# Texto
Por Renato Rovai, em seu blog:
“Setores da imprensa agiram como seu próprio código de conduta não existisse… houve negligência ao priorizar as notícias sensacionalistas, sem considerar os danos que pudessem causar… uma determinação em usar vigilância clandestina contra ou apesar do interesse público… desprezo significativo e negligente em relação à verdade factual… alguns jornais usaram ataques extremamente pessoais contra aqueles que os desafiaram.”
Os trechos acima poderiam tranquilamente se referir à mídia tradicional brasileira, mas fazem parte do relatório do juiz Brian Leveson sobre os abusos da imprensa britânica.
A investigação foi motivada, em 2006, por denúncias de que repórteres do tabloide News of the World, controlado pelo magnata da comunicação, Roberth Murdoch, faziam escutas telefônicas ilegais para obter informações.
Autoridades, políticos, família real, celebridades, familiares de militares mortos na guerra do Afeganistão, desaparecidos, todos foram grampeados ilegalmente.

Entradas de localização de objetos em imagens
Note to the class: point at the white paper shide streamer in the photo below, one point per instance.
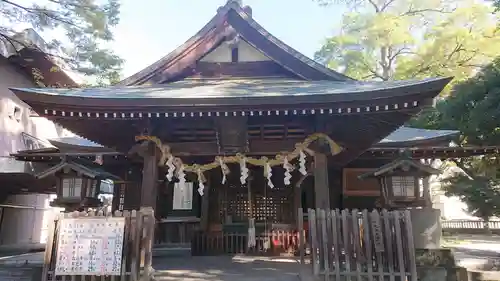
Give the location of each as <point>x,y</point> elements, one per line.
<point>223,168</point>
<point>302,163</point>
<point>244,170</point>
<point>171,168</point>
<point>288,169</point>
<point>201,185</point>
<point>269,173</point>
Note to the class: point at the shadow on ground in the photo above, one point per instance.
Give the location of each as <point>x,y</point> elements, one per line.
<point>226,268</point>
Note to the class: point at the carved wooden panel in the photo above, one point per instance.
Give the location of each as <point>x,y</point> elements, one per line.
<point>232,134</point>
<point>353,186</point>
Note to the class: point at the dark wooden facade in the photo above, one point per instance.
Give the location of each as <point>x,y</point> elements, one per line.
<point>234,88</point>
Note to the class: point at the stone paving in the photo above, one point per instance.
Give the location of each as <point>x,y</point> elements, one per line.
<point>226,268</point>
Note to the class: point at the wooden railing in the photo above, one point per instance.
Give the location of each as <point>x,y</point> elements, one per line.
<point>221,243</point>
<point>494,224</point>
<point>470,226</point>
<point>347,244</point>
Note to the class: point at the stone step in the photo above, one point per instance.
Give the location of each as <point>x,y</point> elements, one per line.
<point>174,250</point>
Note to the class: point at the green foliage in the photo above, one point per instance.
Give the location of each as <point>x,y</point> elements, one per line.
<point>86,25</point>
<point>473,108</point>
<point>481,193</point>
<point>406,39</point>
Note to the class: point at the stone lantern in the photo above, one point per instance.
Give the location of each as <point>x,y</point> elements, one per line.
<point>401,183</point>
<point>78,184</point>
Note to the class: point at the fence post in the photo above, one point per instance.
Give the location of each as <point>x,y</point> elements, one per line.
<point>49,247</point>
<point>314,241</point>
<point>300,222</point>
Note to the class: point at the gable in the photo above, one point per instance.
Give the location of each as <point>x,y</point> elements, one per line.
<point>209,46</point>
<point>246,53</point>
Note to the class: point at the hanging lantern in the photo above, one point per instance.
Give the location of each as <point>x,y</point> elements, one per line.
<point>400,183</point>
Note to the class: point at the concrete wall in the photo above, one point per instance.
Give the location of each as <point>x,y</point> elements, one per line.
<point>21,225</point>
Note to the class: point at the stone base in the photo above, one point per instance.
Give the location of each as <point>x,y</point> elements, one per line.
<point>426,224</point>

# Tarefa proposta A
De acordo com o texto sobre o relatório Leveson, o que motivou a investigação sobre a imprensa britânica?
# Tarefa proposta B
Retome o texto sobre o relatório Leveson e os abusos da imprensa britânica, começando logo após a última frase apresentada.

# Resposta esperada A
Denúncias de que repórteres do tabloide News of the World faziam escutas telefônicas ilegais para obter informações.

# Resposta esperada B
O escândalo respingou até mesmo na Scotland Yard, a famosa polícia britânica. A contratação de Neil Wallis como consultor de comunicações da polícia causou as demissões do chefe da Polícia Metropolitana de Londres, Paul Stephenson, e do seu vice, Jonh Yeats, por suspeita de envolvimento nas escutas.
Explicado o escândalo, vamos a forma com que as autoridades inglesas lidaram com ele. O escândalo deu origem a um inquérito de mais de um ano, que gerou um relatório de quase 2.000 páginas, das quais extraem-se os trechos iniciais deste post.
Ponto para os britânicos. No Brasil, os abusos da imprensa costumam passar em braço e sequer são investigados. Qualquer investigação sobre a imprensa na Brasil acorda os estridentes gritos da falsa defesa da liberdade de imprensa. O fato é que por trás de uma maquiagem de defesa da democracia, escondem-se os mais espúrios interesses privados.
Mas no que diz respeito ao relatório do juiz Leveson, ele, além de revelar a profundidade do escândalo em todos os níveis, afirma que a imprensa britânica deve ser regulamentada por um órgão forte e independente.
Antes da divulgação do relatório, editores e poderosos da mídia britânica já bradavam que o juiz imporia uma “coleira governamental” na imprensa e que a liberdade seria ameaçada. Anúncios de página inteira comparavam Leveson aos ditadores Mugabe e Assad. Os tabloides The Sun e Daily Mail faziam coberturas contra o juiz. A reação de lá não é muito diferente do que seria a reação de cá. Mas isso não fez com que o juiz deixasse de completar o seu trabalho ou retirasse nomes da investigação como vergonhosamente fez o relator Odir Cunha por orientação do PT no caso da investigação do editor da Veja, Euripedes Alcantara.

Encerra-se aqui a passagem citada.